── TASK INPUTS ──

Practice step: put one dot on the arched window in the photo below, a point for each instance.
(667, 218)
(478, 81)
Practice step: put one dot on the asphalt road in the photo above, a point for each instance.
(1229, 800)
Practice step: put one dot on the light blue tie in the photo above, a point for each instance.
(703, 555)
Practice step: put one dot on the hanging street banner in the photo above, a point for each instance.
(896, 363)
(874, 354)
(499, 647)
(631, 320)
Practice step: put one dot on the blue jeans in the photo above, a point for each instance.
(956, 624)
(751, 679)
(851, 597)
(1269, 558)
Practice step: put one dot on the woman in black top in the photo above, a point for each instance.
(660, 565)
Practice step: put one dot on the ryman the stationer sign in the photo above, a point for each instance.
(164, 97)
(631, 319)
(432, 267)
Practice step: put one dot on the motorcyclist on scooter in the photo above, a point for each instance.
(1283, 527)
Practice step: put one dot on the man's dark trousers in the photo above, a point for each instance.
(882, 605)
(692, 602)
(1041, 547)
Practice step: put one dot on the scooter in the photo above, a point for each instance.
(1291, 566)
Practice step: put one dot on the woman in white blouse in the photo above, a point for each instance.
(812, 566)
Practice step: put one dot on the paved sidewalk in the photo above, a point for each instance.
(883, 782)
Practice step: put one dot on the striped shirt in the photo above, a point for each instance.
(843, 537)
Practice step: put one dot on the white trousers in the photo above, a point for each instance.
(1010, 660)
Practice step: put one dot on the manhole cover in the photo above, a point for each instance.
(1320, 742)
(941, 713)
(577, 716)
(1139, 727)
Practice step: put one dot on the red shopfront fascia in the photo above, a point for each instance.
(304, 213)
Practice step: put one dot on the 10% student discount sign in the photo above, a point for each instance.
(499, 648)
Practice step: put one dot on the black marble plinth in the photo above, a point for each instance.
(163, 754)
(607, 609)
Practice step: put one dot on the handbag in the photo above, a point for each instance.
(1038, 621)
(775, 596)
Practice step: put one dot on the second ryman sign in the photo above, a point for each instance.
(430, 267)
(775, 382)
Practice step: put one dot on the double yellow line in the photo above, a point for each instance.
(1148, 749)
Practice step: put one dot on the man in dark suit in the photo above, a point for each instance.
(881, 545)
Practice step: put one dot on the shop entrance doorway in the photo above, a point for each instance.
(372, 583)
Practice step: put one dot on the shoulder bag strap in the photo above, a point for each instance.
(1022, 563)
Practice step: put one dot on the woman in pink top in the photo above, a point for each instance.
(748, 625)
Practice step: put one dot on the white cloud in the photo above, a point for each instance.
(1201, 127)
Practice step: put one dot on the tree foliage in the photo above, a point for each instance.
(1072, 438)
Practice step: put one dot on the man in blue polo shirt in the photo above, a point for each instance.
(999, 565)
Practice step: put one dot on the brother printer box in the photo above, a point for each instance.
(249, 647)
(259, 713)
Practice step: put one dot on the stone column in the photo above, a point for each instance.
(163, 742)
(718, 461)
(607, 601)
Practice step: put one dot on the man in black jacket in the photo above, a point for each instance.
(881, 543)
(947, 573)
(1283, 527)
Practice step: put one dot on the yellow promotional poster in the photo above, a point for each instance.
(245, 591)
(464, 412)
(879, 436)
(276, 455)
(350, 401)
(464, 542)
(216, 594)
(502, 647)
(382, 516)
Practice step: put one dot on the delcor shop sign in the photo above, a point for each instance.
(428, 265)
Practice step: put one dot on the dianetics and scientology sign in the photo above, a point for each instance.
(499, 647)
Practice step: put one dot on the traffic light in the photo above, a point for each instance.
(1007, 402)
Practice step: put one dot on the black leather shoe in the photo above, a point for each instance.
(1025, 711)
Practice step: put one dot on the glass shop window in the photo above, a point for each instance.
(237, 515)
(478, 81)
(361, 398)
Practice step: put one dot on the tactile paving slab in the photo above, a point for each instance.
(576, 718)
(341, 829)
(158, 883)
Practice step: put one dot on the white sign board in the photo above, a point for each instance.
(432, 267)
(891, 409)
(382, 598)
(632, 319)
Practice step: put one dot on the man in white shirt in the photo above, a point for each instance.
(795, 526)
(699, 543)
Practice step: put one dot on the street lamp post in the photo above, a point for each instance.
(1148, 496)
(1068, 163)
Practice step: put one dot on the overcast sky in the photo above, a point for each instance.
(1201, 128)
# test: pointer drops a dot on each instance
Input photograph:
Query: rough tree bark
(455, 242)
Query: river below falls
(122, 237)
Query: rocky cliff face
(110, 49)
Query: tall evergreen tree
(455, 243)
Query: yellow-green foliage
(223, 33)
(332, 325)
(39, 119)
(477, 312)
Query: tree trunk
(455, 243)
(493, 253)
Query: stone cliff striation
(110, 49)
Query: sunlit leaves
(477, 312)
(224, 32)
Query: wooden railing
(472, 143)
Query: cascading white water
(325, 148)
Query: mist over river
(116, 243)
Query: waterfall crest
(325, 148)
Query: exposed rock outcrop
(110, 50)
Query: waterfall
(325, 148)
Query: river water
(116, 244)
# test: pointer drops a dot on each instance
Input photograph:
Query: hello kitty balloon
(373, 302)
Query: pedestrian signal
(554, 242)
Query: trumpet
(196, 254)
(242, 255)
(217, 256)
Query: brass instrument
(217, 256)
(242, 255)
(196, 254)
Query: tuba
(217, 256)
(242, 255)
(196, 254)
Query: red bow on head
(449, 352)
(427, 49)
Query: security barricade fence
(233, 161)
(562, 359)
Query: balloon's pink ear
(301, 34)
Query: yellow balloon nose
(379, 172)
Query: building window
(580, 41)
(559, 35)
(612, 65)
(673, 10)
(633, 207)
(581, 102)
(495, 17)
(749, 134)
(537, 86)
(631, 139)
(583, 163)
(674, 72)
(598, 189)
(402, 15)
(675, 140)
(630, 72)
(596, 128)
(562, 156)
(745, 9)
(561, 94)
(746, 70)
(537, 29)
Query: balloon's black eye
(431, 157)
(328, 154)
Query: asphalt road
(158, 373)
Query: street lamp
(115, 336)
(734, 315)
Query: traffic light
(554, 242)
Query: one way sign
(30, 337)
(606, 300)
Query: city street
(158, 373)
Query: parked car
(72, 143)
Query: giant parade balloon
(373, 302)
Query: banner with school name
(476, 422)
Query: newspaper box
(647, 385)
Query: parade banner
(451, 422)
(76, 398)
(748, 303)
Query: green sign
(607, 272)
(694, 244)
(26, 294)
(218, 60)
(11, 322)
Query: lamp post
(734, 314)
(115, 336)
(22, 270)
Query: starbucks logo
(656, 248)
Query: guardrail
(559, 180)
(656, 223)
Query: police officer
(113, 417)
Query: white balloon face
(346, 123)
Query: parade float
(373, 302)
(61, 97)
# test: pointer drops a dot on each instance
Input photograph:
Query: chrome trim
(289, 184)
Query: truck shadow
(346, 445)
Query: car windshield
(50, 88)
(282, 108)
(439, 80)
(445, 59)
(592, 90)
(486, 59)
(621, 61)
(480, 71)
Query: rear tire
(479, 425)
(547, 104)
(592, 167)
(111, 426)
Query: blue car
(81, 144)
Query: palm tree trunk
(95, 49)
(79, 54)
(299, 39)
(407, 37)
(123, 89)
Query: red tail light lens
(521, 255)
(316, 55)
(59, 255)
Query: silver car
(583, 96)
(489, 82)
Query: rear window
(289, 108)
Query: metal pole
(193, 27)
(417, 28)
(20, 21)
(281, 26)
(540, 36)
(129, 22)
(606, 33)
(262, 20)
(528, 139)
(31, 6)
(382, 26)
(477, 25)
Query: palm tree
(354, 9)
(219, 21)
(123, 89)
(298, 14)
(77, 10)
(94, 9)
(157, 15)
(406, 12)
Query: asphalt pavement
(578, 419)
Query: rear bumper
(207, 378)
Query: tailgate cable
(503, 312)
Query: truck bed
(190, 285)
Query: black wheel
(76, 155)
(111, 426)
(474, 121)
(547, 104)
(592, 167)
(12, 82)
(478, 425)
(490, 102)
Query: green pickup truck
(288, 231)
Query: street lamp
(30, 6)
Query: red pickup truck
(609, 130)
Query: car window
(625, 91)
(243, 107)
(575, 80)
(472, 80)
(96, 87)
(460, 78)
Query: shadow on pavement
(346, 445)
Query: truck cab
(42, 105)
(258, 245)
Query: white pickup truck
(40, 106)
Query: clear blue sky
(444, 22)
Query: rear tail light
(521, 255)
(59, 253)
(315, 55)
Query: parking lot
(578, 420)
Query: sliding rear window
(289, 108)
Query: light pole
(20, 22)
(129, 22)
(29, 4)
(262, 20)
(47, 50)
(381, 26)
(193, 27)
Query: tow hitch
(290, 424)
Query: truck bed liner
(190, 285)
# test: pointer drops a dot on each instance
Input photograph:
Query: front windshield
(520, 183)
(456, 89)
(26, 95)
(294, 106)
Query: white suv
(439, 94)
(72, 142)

───

**THE PROBLEM:** Emit only the final stretch of the records: the line containing "Query: truck cab" through the end, each line exactly as it stands.

**SOLUTION FOR THIS TASK:**
Query: truck cab
(42, 105)
(258, 245)
Query: white pickup truck
(40, 106)
Query: clear blue sky
(444, 22)
Query: rear tail light
(521, 255)
(59, 253)
(315, 55)
Query: parking lot
(578, 420)
Query: sliding rear window
(289, 108)
Query: light pole
(20, 22)
(129, 22)
(29, 4)
(262, 20)
(47, 50)
(381, 26)
(193, 27)
Query: tow hitch
(290, 424)
Query: truck bed liner
(190, 285)
# test: pointer drops a dot on each instance
Input photograph:
Query: front windshield
(520, 183)
(456, 89)
(26, 95)
(294, 106)
Query: white suv
(439, 94)
(72, 142)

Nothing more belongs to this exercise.